- STATED EXERCISE -
Turn every line of the entries below into a numbered list, skipping any blank lines. Leave the pictures out of your answer.

- EXTRACTED RECORDS -
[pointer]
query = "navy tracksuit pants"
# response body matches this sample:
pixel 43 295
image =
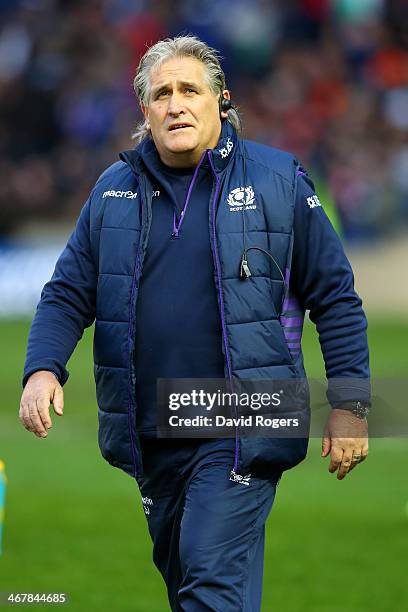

- WRITTEN RESPONSE -
1. [pointer]
2. query = "navy tracksuit pants"
3. # response body matches this sample:
4. pixel 43 295
5. image =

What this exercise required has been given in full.